>>>

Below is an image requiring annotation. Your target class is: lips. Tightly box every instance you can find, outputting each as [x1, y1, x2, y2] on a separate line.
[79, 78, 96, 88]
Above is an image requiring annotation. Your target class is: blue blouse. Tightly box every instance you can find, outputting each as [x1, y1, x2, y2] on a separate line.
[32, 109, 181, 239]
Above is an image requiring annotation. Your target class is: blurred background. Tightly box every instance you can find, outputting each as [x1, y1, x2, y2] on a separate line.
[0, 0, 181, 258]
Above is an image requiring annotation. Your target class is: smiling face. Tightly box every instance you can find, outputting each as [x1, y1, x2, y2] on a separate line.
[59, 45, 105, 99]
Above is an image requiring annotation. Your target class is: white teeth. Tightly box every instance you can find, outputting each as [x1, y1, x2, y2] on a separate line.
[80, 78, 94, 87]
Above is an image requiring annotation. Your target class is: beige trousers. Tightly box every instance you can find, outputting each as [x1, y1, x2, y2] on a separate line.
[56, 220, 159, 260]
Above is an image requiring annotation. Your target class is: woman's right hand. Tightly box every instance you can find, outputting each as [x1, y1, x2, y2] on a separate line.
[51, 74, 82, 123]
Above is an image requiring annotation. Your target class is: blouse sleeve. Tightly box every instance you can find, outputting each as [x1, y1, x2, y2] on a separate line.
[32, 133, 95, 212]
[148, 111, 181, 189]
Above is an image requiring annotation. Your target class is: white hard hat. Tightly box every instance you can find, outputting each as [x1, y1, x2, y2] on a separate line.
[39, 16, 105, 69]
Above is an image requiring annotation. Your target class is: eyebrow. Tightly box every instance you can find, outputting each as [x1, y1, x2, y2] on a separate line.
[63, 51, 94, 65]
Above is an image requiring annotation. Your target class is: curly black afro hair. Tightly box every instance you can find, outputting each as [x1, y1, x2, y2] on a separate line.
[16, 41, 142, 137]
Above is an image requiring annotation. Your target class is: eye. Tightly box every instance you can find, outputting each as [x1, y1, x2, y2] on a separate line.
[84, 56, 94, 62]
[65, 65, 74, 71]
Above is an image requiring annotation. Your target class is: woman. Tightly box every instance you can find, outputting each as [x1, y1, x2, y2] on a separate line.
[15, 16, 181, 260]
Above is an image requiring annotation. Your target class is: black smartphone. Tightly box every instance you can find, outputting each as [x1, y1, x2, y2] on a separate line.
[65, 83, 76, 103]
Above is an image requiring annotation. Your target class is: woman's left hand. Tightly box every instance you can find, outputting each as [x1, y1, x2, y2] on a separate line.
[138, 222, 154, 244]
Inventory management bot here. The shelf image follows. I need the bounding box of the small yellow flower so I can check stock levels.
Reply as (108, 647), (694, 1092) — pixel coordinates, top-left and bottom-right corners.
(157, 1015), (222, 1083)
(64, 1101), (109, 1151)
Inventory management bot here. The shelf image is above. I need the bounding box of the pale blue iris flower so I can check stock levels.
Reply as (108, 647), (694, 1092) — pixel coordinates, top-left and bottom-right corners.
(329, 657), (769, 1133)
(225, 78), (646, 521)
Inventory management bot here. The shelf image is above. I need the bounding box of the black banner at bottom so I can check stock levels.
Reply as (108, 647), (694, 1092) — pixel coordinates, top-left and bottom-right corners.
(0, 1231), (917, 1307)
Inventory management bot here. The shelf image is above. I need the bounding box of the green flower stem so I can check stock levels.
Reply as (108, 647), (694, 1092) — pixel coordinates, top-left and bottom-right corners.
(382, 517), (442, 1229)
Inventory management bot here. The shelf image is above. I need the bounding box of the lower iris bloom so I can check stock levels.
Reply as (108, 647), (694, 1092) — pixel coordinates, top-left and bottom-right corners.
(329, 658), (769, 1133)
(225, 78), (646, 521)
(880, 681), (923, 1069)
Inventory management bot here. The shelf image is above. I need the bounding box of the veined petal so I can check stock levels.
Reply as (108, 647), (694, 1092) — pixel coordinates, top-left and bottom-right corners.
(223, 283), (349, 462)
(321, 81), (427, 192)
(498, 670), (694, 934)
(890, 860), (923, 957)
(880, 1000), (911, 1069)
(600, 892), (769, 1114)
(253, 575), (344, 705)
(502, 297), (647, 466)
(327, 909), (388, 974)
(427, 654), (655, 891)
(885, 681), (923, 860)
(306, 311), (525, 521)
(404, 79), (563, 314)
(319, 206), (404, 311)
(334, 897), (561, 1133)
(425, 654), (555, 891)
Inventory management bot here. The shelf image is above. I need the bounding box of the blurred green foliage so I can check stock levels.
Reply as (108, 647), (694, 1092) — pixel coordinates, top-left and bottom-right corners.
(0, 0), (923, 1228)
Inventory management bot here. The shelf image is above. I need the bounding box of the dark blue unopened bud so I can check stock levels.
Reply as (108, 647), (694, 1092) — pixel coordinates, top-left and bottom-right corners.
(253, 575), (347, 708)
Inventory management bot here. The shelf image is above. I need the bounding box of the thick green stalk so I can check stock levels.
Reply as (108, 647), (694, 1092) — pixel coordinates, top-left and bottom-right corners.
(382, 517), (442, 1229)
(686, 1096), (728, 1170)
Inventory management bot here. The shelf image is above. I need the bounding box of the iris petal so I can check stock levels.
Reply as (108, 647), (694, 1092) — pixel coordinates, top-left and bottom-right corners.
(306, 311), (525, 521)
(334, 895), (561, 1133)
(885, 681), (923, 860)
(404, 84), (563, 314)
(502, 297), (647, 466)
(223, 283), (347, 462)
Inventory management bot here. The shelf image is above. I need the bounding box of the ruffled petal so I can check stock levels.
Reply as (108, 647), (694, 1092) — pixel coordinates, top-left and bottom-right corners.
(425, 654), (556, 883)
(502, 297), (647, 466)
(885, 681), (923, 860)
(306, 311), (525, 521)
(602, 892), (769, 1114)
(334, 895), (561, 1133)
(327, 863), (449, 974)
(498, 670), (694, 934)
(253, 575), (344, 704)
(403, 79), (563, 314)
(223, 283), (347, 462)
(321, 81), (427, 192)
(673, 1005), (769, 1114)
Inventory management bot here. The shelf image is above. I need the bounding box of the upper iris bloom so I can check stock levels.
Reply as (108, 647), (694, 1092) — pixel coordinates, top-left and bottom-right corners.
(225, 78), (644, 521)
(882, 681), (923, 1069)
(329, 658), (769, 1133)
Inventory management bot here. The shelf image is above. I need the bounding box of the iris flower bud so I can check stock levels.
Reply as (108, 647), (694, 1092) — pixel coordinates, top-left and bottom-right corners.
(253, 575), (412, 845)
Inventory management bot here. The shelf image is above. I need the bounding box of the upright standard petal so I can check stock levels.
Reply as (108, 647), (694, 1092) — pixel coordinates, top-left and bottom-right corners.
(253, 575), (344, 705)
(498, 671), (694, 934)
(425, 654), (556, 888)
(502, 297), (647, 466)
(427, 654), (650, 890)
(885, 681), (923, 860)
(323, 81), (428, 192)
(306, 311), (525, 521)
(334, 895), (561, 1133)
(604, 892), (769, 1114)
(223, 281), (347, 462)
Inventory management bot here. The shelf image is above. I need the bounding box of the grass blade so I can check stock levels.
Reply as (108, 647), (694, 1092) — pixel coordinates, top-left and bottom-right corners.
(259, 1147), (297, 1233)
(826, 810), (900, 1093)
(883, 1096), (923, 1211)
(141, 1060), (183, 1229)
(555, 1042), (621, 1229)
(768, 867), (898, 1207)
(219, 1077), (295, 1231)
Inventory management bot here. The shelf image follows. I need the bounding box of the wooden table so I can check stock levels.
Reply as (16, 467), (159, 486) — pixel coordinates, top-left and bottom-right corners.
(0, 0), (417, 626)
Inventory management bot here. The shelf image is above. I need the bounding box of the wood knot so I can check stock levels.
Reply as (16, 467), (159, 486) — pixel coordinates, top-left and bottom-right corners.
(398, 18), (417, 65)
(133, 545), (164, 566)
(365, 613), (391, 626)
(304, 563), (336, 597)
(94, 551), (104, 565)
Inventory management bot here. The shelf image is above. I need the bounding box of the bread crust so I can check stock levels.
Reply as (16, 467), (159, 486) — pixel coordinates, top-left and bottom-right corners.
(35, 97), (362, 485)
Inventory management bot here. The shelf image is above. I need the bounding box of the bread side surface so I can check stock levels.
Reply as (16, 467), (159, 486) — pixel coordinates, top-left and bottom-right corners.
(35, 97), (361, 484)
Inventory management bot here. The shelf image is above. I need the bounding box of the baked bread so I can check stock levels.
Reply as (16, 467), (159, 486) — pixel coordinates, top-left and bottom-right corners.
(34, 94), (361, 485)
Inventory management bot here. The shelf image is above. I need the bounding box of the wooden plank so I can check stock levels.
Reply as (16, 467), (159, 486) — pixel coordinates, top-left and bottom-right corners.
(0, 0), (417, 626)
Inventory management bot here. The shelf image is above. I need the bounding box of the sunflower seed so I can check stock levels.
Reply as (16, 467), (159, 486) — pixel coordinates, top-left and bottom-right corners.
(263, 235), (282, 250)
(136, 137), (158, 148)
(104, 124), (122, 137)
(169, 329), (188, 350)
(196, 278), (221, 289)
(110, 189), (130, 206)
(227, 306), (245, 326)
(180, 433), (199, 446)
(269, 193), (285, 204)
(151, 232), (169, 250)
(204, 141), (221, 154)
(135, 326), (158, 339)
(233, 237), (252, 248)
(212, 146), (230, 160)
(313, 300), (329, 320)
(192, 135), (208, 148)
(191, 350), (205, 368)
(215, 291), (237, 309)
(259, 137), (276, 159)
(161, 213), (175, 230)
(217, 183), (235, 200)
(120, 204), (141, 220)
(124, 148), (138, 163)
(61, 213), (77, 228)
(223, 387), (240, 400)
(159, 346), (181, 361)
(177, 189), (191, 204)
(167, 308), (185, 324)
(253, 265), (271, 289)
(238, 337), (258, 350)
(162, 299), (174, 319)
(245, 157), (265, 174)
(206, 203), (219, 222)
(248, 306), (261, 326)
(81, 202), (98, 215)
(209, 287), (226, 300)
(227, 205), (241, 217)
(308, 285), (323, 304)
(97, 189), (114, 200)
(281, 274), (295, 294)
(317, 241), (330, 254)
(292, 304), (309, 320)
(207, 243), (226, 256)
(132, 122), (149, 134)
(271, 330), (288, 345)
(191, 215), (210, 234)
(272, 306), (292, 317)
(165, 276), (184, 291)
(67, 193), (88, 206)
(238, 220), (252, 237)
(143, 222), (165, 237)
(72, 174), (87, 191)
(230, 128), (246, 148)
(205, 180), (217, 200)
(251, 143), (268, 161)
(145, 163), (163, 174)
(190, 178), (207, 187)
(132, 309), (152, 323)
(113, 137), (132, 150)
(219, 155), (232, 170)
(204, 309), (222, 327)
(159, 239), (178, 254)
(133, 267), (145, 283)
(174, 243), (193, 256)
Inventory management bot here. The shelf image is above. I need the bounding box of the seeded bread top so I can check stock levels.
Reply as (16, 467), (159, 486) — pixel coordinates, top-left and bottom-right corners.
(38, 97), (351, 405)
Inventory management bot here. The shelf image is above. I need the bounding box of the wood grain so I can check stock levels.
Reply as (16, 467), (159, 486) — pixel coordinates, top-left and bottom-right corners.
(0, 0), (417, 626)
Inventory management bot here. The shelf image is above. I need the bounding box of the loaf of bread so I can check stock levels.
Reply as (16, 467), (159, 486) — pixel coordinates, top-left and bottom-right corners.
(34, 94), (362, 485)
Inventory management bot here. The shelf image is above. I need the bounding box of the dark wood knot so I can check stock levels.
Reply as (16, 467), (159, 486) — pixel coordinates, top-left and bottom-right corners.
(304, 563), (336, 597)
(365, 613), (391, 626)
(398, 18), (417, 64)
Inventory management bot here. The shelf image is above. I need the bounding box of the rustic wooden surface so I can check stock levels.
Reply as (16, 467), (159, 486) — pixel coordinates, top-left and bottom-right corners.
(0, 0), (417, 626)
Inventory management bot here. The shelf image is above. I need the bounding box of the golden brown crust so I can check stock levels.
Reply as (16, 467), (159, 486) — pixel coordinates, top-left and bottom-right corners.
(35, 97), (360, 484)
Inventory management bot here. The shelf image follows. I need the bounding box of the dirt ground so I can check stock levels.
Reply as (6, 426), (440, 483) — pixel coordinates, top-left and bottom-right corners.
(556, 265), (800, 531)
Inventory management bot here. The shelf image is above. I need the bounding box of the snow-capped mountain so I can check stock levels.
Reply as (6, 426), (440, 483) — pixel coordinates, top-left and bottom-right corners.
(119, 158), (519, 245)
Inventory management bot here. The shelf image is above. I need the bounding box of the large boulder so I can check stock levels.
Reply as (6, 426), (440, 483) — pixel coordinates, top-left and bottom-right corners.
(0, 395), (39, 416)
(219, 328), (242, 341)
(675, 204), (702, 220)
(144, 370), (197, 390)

<<<

Please print the lines above again unchanged, starting at the line that contains "brown crust so I can check stock levels." and ending at the line that contains "(35, 97), (360, 484)", with both of those lines included.

Solution to the problem =
Inventory management bot here. The shelf image is above. I need the bounding box of the golden brown crust so I can check stock levels.
Reply as (16, 467), (159, 486) — pixel coordinates, top-left and bottom-right corners.
(35, 97), (360, 484)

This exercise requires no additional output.